Saved data entries
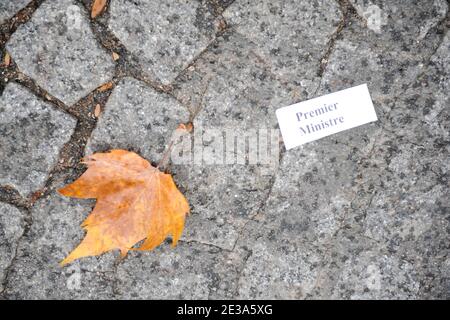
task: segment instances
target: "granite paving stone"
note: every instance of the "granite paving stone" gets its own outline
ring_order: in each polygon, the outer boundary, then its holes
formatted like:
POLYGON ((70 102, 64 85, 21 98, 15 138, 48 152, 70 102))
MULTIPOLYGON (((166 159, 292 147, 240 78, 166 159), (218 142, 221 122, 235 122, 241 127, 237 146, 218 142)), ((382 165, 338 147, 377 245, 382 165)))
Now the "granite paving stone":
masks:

**Your objective**
Since the copy must exclude the pictures, transcribe only the text of the records, word for word.

**Response box**
task: segment instances
target: "granite paving stone"
note: every instance of the "granite paving stone" gets its own outline
ring_order: in each polygon, the outer boundary, then its holes
formatted like:
POLYGON ((70 102, 64 85, 21 98, 15 138, 48 152, 70 102))
MULTIPOLYGON (((166 159, 292 147, 240 78, 166 159), (218 142, 221 122, 235 122, 241 127, 237 146, 218 142)), ((382 165, 338 147, 377 245, 382 165)))
Now the "granite paving stone":
masks:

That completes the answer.